## Check your understanding
1. In the essay on taking responsibility, list the things, besides the writer's own self, that the opening sentence names as ones the writer denied responsibility for.
2. The essay on taking responsibility treats the claim of being powerless over people, places, and things as a subtle way of denying responsibility. According to the essay, why is that claim not true?
3. Take the essay on taking responsibility further, starting after its final sentence.

## Document excerpt
╭──

Inside or out?

I've spent a lot of my life denying responsibility for me and for my beliefs, values, attitudes, thinking, behaviour, feelings, and outcomes.

Here are some ways I've done it.

I've blamed:

- Nationality
- Social background
- Genetics
- Childhood influences
- Family of origin
- Conditions
- Diagnoses
- Predispositions
- Temperament
- Character
- Personality
- Habit
- Ignorance
- Incompetence ('I'm not very good with technology')
- Emotion (particularly fear)
- Other people
- Western civilisation
- Addiction
- Alcoholism
- Co-dependency
- Powerlessness
- Unmanageability
- Etc., etc.

Now, these may present challenges, but, as an adult, I am ultimately responsible for how I deal with these challenges.

I've also shifted blame more subtly. One particular way of denying responsibility is to say I'm powerless over people, places, and things, whereas the truth is that my power is merely limited: I am not stripped of power entirely. There is always plenty I can indeed do.

╰──

## Data provided

╭──

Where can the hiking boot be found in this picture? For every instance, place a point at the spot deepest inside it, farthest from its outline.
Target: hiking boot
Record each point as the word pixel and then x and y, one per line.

╰──

## Task-by-task results
1. beliefs, values, attitudes, thinking, behaviour, feelings, outcomes

2. The writer's power is only limited, not removed entirely. There is always plenty the writer can still do.

3.
Another tactic is compartmentalisation: e.g. 'Oh, that's my Asperger's', 'That's the French side of me', etc. I've used this tactic in so many ways: embedded attitudes, beliefs, and response patterns, though perfectly susceptible to analysis and systematic (albeit slow) change, are attributed to [insert diagnosis], as though they reside in a separate closed-loop system within the brain.

The most remarkable tactic is to blame a character defect for itself, as though it's a barking dog or subsidence: something notionally within my ambit but beyond my direct control. 'That's my perfectionism', 'That's my people-pleasing', 'That's my disorganisation'. Whilst you're now looking at the character defect, you're not looking at me. I get off scot-free.

A further tactic is to use language to shift responsibility:

- A bad atmosphere
- A toxic environment
- A tense phone call
- An emotional meeting

Here, I'm projecting what is within me to some diffuse and vague locus outside myself.

I have taken to repeating: I am not a victim of the world I see. Thank ACIM for that! Plus the Big Book line: our troubles are of our own making (page 62).